- [What you need to do]: All the data that follows should be repeated exactly, without a single picture.

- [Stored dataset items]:
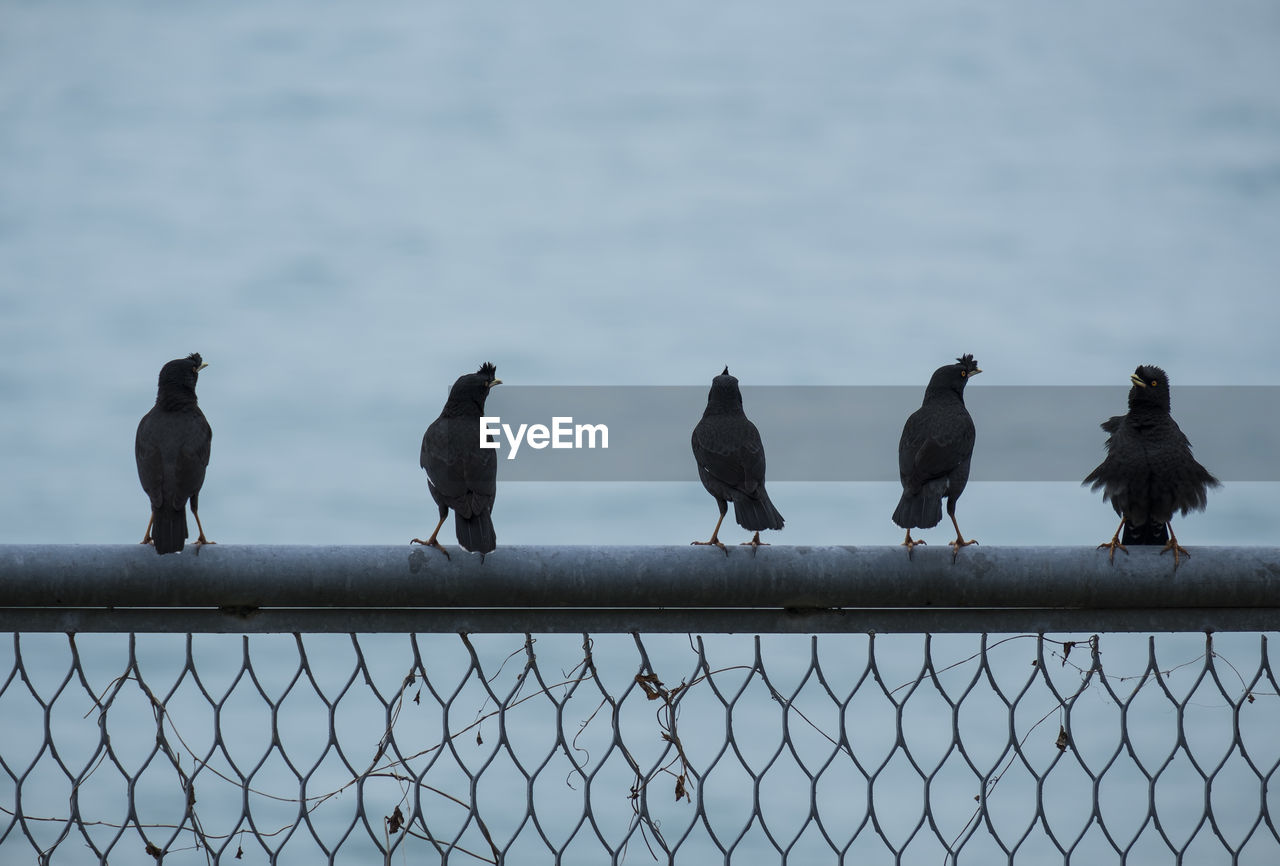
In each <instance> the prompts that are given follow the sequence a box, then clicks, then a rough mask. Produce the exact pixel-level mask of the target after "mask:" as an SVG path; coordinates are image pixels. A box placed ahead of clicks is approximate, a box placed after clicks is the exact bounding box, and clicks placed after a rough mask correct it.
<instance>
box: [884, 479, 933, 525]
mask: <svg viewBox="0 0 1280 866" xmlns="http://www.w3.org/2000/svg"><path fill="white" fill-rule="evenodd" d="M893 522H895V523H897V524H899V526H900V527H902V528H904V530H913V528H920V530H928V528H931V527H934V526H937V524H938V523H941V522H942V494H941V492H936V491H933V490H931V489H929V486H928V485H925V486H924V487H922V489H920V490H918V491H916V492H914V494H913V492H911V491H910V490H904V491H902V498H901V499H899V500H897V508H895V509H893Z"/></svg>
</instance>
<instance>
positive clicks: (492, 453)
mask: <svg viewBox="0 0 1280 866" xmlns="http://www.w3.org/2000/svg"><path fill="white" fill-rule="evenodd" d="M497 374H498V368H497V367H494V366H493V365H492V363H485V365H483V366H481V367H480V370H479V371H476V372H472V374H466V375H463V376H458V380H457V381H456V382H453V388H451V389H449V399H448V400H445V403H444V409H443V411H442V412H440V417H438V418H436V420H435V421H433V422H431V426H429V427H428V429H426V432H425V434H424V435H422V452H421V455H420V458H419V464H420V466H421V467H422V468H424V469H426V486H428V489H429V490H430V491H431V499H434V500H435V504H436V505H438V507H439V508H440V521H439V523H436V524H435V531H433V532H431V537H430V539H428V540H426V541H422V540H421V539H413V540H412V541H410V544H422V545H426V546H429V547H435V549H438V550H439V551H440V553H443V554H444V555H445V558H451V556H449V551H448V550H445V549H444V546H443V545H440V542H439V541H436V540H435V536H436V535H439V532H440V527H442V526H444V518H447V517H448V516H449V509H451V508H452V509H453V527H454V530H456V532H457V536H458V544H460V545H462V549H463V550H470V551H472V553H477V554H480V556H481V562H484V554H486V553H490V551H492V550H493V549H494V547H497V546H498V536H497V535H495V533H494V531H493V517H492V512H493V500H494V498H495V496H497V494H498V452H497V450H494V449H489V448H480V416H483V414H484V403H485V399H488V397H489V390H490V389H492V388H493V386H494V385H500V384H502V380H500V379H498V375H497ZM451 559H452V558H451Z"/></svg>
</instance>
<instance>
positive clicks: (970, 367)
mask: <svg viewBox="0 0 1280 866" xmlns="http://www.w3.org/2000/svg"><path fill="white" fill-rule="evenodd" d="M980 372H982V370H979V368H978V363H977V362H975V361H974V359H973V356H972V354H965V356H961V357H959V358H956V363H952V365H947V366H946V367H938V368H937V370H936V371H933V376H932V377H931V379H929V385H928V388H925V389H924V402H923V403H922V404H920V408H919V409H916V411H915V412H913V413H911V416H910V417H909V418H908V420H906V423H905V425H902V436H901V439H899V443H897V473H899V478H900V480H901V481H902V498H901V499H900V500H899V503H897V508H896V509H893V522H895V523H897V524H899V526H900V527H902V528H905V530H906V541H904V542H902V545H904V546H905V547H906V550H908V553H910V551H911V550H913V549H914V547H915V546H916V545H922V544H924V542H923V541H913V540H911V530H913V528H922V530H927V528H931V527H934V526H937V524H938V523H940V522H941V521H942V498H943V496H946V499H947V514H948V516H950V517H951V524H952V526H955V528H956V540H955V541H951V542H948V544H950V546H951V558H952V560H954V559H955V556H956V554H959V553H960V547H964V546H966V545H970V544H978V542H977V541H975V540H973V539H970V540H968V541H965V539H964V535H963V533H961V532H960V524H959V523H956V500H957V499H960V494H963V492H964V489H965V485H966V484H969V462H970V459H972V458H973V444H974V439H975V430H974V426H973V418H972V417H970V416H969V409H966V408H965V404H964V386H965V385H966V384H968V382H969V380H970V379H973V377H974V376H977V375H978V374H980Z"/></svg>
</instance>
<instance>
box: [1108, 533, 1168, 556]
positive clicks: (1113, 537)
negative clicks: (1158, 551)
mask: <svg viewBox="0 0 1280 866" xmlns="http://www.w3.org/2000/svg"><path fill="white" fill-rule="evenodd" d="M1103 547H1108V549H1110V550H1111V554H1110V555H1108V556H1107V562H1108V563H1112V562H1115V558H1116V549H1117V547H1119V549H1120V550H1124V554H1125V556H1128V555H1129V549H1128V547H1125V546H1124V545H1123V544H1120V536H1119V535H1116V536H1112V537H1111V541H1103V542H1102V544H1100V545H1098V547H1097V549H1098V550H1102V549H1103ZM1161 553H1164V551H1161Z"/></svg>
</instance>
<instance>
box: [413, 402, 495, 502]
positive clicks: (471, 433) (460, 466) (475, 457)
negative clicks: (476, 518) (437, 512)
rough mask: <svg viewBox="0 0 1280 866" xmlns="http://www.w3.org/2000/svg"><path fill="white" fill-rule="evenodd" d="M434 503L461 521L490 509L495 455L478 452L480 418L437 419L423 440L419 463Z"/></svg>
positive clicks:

- [Written answer]:
In each <instance> the prompts that are given follow the sequence a box, then clicks, then a rough mask. Produce the exact pixel-level mask of the target after "mask:" as an SVG path; coordinates are image pixels. A box placed ahead of clicks is approximate, a box placed after clicks is the exact bounding box, and clicks placed after a rough mask correct it.
<instance>
box: [884, 479, 933, 525]
mask: <svg viewBox="0 0 1280 866" xmlns="http://www.w3.org/2000/svg"><path fill="white" fill-rule="evenodd" d="M893 522H895V523H897V524H899V526H900V527H902V528H904V530H913V528H920V530H928V528H931V527H934V526H937V524H938V523H941V522H942V494H941V492H936V491H933V490H931V489H929V486H928V485H925V486H924V487H922V489H920V490H918V491H916V492H914V494H913V492H911V491H910V490H904V491H902V498H901V499H899V500H897V508H895V509H893Z"/></svg>
</instance>
<instance>
positive clicks: (492, 453)
mask: <svg viewBox="0 0 1280 866" xmlns="http://www.w3.org/2000/svg"><path fill="white" fill-rule="evenodd" d="M497 374H498V368H497V367H494V366H493V365H492V363H485V365H483V366H481V367H480V370H479V371H476V372H472V374H466V375H463V376H458V380H457V381H456V382H453V388H451V389H449V399H448V400H445V403H444V409H443V411H442V412H440V417H438V418H436V420H435V421H433V422H431V426H429V427H428V429H426V432H425V434H424V435H422V452H421V455H420V458H419V464H420V466H421V467H422V468H424V469H426V486H428V489H429V490H430V491H431V499H434V500H435V504H436V505H438V507H439V508H440V521H439V523H436V524H435V531H433V532H431V537H430V539H428V540H426V541H422V540H421V539H413V540H412V541H410V544H422V545H426V546H429V547H435V549H438V550H439V551H440V553H443V554H444V555H445V558H451V556H449V551H448V550H445V549H444V546H443V545H440V542H439V541H436V540H435V536H436V535H439V532H440V527H442V526H444V518H447V517H448V516H449V509H451V508H452V509H453V527H454V530H456V532H457V536H458V544H460V545H462V549H463V550H470V551H472V553H477V554H480V556H481V562H484V554H486V553H490V551H492V550H493V549H494V547H497V546H498V536H497V535H495V533H494V531H493V517H492V512H493V500H494V498H495V496H497V494H498V452H497V450H494V449H489V448H480V416H483V414H484V403H485V399H488V397H489V390H490V389H492V388H493V386H494V385H500V384H502V380H500V379H498V375H497ZM451 559H452V558H451Z"/></svg>
</instance>
<instance>
positive clicks: (970, 367)
mask: <svg viewBox="0 0 1280 866" xmlns="http://www.w3.org/2000/svg"><path fill="white" fill-rule="evenodd" d="M980 372H982V370H979V368H978V363H977V362H975V361H974V359H973V356H972V354H965V356H961V357H959V358H956V363H952V365H947V366H946V367H938V368H937V370H936V371H933V376H932V377H931V379H929V385H928V388H925V389H924V402H923V403H922V404H920V408H919V409H916V411H915V412H913V413H911V416H910V417H909V418H908V420H906V423H905V425H902V436H901V439H899V443H897V473H899V478H900V480H901V481H902V498H901V499H900V500H899V503H897V508H896V509H893V522H895V523H897V524H899V526H900V527H902V528H905V530H906V541H904V542H902V545H904V546H905V547H906V550H908V553H910V551H911V550H913V549H914V547H915V546H916V545H922V544H924V542H923V541H913V540H911V530H913V528H922V530H927V528H931V527H934V526H937V524H938V523H940V522H941V521H942V498H943V496H946V499H947V514H948V516H950V517H951V524H952V526H955V528H956V540H955V541H951V542H948V544H950V546H951V558H952V560H954V559H955V556H956V554H959V553H960V547H964V546H966V545H970V544H978V542H977V541H975V540H973V539H970V540H968V541H965V539H964V535H963V533H961V532H960V524H959V523H956V500H957V499H960V494H963V492H964V489H965V485H966V484H969V462H970V459H972V458H973V444H974V439H975V430H974V426H973V418H972V417H970V416H969V409H966V408H965V404H964V386H965V385H966V384H968V382H969V380H970V379H973V377H974V376H977V375H978V374H980Z"/></svg>
</instance>
<instance>
box: [1108, 533, 1168, 556]
positive clicks: (1113, 537)
negative clicks: (1158, 551)
mask: <svg viewBox="0 0 1280 866" xmlns="http://www.w3.org/2000/svg"><path fill="white" fill-rule="evenodd" d="M1103 547H1108V549H1110V550H1111V554H1110V555H1108V556H1107V562H1108V563H1112V562H1115V558H1116V549H1117V547H1119V549H1120V550H1124V554H1125V556H1128V555H1129V549H1128V547H1125V546H1124V545H1123V544H1120V536H1119V535H1116V536H1112V537H1111V541H1103V542H1102V544H1100V545H1098V547H1097V549H1098V550H1102V549H1103ZM1161 553H1164V551H1161Z"/></svg>
</instance>
<instance>
box: [413, 402, 495, 502]
positive clicks: (471, 433) (460, 466) (475, 457)
negative clicks: (476, 518) (437, 512)
rough mask: <svg viewBox="0 0 1280 866" xmlns="http://www.w3.org/2000/svg"><path fill="white" fill-rule="evenodd" d="M434 503L461 521L490 509L495 455L478 452L480 418L437 419L423 440L419 463Z"/></svg>
positive clicks:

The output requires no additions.